== Available records ==

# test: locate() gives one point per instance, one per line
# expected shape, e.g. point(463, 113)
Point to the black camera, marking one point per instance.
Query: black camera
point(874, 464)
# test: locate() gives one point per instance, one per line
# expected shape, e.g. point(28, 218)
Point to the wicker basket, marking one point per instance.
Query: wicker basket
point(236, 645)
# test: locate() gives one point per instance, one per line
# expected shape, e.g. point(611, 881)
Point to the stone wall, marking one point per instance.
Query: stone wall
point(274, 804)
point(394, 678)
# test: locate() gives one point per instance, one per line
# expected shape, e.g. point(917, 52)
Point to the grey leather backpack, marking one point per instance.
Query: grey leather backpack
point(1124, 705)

===
== Available records ==

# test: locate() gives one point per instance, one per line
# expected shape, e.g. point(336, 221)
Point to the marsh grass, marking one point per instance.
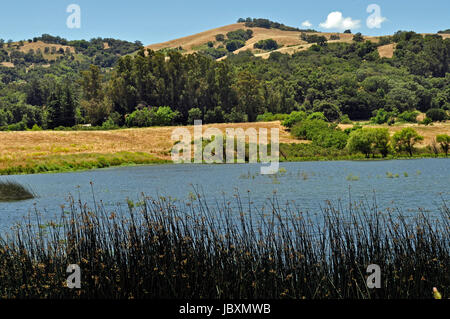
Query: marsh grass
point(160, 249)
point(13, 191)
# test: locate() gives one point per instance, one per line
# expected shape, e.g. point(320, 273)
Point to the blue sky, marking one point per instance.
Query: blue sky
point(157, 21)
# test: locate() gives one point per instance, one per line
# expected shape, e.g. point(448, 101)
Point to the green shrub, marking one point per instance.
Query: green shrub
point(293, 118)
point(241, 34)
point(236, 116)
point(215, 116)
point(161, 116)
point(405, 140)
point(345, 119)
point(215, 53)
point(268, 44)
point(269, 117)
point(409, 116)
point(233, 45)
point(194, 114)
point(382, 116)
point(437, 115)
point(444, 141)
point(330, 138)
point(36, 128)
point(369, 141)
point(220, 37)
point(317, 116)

===

- _Try it_
Print the lines above from the one with "# expected shape, e.g. point(448, 101)" through the one with "Point to the green", both included, exactly as written and nothing more.

- _The completed task_
# expected shape, e.g. point(448, 101)
Point to the green shrub, marking one point per instance.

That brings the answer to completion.